• **SHORT EXERCISE**
Repeat exactly, and only, the lines from the line containing "Objective — one point per instance of the red" through the last line of the records below, including both.

• **THE DATA**

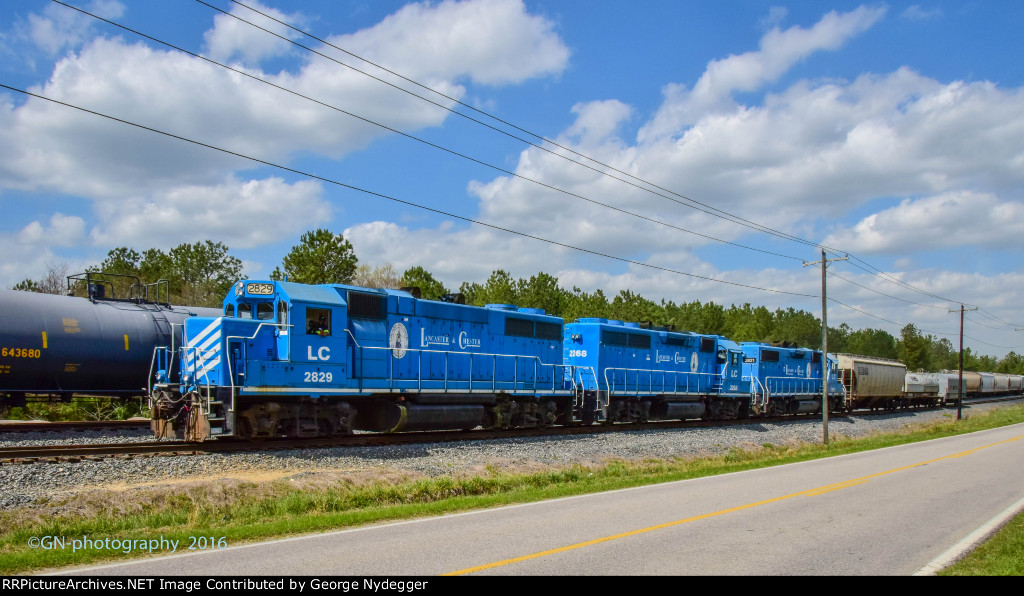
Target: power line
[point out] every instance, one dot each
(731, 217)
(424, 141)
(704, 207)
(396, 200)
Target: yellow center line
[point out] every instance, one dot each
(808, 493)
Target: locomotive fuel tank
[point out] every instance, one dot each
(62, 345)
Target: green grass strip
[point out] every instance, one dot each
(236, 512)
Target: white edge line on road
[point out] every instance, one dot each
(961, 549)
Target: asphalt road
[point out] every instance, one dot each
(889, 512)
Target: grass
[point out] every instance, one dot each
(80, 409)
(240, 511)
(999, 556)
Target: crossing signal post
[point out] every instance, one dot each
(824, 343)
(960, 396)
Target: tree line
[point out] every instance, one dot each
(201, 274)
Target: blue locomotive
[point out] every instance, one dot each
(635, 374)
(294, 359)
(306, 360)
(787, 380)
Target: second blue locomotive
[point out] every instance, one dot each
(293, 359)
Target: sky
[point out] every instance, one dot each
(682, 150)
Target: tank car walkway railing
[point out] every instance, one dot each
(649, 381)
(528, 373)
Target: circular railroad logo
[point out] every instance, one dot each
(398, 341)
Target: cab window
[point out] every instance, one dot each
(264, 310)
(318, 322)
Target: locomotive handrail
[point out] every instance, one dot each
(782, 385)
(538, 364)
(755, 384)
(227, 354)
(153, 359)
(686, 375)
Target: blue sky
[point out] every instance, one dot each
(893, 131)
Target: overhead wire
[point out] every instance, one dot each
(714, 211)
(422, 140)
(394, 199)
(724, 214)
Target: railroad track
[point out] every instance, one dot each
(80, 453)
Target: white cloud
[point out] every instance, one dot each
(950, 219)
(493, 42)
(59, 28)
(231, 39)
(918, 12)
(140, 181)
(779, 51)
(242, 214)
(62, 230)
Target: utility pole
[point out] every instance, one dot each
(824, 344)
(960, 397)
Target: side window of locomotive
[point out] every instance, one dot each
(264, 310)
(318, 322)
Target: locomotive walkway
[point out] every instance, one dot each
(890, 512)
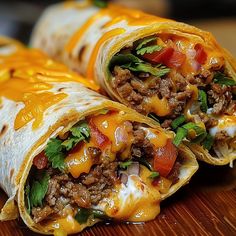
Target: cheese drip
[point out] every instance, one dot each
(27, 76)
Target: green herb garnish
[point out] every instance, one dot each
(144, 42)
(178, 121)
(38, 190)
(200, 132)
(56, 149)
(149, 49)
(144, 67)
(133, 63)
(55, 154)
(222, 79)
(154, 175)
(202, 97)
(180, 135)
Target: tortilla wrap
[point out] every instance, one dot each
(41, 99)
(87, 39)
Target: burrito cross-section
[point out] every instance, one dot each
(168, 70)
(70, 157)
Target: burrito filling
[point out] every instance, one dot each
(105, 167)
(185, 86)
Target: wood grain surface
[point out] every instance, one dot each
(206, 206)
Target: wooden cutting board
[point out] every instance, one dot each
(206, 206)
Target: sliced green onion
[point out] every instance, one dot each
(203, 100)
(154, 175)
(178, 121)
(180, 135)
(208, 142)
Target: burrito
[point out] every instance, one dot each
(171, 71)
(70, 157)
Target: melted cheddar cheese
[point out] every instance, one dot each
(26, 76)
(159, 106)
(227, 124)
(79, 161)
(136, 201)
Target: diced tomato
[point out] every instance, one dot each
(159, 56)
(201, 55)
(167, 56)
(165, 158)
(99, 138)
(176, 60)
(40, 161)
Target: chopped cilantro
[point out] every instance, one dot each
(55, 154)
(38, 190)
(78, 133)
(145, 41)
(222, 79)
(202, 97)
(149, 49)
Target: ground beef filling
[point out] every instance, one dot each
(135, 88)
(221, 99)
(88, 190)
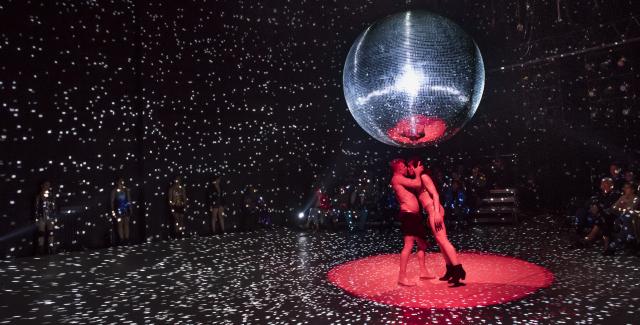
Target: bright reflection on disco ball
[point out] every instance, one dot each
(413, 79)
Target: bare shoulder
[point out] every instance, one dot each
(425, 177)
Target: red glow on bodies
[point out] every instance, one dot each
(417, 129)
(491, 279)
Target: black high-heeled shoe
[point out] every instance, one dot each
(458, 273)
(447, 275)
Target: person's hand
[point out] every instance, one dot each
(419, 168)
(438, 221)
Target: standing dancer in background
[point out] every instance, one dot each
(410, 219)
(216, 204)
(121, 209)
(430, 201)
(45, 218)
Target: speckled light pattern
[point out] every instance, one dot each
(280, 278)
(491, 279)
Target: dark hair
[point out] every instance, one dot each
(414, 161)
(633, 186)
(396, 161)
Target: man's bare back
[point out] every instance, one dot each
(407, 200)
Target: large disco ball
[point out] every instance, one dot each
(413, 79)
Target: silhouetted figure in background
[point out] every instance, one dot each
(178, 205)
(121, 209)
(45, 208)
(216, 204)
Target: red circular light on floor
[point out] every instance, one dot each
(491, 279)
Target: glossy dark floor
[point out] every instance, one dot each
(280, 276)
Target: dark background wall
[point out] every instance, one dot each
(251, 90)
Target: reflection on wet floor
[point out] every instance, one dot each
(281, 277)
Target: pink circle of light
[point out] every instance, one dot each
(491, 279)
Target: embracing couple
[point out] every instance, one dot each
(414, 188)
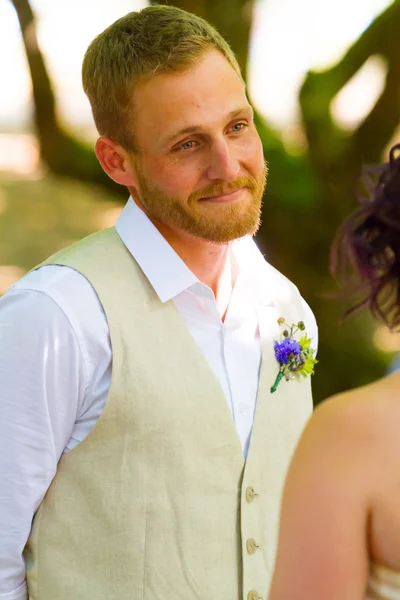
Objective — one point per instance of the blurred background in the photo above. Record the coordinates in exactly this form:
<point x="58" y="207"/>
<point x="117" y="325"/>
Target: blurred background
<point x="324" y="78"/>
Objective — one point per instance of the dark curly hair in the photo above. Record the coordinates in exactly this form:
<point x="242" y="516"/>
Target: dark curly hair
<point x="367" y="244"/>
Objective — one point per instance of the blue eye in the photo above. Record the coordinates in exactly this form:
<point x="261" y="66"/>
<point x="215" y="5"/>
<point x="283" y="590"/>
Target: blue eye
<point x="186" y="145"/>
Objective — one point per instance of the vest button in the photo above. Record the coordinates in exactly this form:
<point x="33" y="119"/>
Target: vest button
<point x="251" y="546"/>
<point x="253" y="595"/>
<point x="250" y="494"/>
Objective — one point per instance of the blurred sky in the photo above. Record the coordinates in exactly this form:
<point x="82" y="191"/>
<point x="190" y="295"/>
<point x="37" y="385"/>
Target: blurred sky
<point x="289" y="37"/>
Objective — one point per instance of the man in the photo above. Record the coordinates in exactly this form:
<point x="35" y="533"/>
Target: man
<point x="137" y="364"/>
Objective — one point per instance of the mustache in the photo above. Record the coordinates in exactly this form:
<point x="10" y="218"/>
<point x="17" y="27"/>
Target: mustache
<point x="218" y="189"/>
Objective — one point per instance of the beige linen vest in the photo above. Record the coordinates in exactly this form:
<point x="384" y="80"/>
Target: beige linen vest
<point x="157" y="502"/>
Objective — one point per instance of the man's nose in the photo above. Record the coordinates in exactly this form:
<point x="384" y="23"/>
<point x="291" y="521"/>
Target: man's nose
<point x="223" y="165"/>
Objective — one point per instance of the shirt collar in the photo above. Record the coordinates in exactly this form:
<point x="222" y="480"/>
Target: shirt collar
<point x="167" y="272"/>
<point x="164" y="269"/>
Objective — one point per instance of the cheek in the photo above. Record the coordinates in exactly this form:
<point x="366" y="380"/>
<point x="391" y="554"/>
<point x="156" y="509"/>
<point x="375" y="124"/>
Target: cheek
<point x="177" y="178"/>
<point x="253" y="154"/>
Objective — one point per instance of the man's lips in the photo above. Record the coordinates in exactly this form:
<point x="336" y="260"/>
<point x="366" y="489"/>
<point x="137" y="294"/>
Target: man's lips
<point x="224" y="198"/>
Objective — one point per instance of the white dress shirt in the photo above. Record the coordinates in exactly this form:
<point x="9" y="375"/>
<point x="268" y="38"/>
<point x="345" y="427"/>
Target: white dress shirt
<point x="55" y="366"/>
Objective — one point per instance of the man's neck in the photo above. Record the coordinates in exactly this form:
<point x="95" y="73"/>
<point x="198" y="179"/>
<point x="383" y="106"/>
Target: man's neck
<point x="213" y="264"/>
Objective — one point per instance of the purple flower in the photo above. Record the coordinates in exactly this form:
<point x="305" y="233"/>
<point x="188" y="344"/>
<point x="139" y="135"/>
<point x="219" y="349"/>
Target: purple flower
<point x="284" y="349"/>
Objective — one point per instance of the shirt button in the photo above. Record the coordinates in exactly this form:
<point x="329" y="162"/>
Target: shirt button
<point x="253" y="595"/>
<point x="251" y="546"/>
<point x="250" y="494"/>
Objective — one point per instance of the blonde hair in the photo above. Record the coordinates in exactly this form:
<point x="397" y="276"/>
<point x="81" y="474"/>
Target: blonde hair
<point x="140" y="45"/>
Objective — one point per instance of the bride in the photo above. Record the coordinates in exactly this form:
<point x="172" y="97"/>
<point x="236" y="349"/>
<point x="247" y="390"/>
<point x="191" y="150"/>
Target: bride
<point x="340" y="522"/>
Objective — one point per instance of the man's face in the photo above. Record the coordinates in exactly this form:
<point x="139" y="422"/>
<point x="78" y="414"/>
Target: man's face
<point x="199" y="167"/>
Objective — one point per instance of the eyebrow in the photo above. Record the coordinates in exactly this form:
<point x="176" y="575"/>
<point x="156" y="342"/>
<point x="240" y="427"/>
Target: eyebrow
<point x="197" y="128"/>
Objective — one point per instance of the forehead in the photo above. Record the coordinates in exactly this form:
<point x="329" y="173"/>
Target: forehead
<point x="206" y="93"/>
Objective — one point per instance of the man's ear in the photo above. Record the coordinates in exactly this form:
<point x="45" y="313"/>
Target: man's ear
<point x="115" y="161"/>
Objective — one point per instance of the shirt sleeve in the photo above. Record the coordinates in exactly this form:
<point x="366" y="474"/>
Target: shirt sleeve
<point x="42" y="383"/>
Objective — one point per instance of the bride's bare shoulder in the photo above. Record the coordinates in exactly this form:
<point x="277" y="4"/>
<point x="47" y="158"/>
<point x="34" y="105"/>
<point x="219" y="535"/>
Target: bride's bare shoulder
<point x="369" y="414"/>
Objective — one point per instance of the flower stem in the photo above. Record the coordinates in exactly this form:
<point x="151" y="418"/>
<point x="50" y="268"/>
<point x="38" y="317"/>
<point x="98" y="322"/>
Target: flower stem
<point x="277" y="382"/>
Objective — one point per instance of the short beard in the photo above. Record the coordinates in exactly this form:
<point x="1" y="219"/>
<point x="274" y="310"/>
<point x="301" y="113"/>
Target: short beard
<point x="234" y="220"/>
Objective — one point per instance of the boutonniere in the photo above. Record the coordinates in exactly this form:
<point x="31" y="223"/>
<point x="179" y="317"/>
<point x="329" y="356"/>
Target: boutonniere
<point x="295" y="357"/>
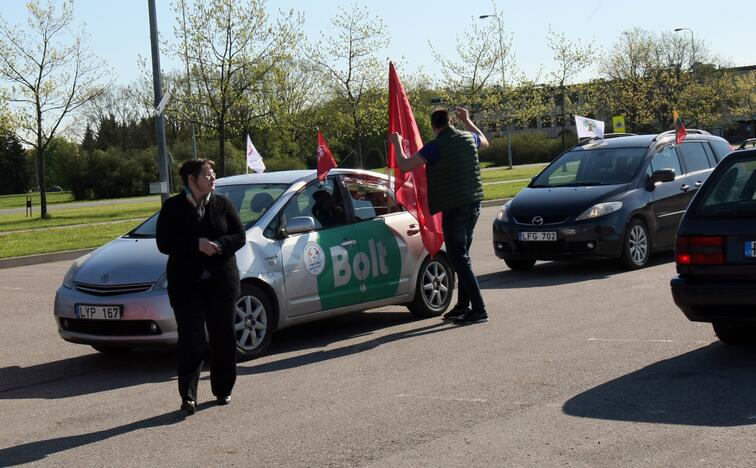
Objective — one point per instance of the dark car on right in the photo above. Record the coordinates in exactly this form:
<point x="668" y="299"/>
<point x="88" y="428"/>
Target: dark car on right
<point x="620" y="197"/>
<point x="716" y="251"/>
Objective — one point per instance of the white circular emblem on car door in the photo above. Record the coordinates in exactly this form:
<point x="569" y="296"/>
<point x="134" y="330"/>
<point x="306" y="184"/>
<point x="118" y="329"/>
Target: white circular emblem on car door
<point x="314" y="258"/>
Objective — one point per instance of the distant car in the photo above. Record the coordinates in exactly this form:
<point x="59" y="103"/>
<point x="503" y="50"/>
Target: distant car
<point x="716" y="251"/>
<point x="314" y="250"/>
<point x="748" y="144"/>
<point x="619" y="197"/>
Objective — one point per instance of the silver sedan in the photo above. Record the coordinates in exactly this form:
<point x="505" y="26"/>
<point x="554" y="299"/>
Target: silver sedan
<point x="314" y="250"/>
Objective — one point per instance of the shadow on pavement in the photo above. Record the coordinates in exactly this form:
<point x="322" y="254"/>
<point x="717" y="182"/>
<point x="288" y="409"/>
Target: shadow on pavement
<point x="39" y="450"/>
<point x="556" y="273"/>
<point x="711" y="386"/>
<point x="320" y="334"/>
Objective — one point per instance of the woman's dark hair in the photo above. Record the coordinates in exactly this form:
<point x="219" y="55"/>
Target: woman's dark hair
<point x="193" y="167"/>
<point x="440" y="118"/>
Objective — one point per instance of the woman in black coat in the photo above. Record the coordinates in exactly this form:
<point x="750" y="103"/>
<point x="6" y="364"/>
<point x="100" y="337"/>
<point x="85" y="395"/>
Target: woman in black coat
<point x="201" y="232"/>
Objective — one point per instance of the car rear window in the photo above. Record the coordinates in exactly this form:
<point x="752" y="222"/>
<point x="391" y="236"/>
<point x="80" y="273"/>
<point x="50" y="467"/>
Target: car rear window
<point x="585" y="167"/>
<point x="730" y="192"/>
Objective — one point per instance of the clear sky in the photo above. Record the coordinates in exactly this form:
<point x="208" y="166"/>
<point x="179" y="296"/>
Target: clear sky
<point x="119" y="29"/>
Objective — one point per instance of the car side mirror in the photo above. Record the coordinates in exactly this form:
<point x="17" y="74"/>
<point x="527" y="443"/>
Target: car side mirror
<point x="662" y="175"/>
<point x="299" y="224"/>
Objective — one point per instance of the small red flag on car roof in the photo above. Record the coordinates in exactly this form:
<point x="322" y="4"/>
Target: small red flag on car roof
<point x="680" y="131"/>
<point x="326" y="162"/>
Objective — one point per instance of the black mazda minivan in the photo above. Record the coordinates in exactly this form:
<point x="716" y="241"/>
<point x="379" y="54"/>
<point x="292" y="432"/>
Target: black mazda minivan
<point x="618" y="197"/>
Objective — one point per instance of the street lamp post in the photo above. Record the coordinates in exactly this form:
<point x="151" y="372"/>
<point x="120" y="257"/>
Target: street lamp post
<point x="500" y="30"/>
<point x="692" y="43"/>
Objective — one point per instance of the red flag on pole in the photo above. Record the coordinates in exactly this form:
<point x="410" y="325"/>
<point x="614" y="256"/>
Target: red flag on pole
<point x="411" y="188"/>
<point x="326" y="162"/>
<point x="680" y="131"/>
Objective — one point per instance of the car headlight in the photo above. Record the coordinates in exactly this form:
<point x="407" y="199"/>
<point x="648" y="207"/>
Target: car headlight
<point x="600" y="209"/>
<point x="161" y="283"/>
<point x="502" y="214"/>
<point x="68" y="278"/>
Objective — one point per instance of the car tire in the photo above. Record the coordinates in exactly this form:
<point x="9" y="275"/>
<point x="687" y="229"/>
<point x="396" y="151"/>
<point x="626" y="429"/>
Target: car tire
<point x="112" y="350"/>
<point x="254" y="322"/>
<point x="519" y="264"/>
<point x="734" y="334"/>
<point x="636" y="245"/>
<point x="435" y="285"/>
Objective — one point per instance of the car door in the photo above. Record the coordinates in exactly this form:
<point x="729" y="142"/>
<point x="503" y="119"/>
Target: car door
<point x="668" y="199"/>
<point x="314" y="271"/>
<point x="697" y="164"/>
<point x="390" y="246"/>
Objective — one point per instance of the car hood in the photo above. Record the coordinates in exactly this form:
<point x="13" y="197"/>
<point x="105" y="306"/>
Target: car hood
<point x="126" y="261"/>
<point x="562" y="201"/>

• **RESPONSE TO THIS TASK**
Objective — one point per instance of the red flag on pole in the photo above. Record the coordinates in exactly this form:
<point x="410" y="325"/>
<point x="614" y="256"/>
Target: red flag on pole
<point x="411" y="188"/>
<point x="326" y="162"/>
<point x="680" y="131"/>
Objective — one point per instance of the car headlight in the photo above. Record the coordinates in exactly this form:
<point x="407" y="199"/>
<point x="648" y="207"/>
Target: car headlight
<point x="600" y="209"/>
<point x="161" y="283"/>
<point x="502" y="214"/>
<point x="68" y="278"/>
Objective — one point per instance of the car tire in the photo above. Record the coordinates in exactly this form:
<point x="9" y="275"/>
<point x="687" y="229"/>
<point x="396" y="151"/>
<point x="626" y="429"/>
Target: car tire
<point x="112" y="350"/>
<point x="254" y="322"/>
<point x="519" y="264"/>
<point x="734" y="334"/>
<point x="636" y="245"/>
<point x="435" y="285"/>
Objective — one point per instance of the car door in the photo above. Record the coordinates in exactly this form:
<point x="729" y="142"/>
<point x="503" y="119"/>
Target: car door
<point x="668" y="199"/>
<point x="314" y="271"/>
<point x="697" y="164"/>
<point x="390" y="246"/>
Objective — one point per instance of the car hood in the photo above. Record the coordinates in exactly this form:
<point x="13" y="197"/>
<point x="105" y="306"/>
Target: car hood
<point x="126" y="261"/>
<point x="562" y="201"/>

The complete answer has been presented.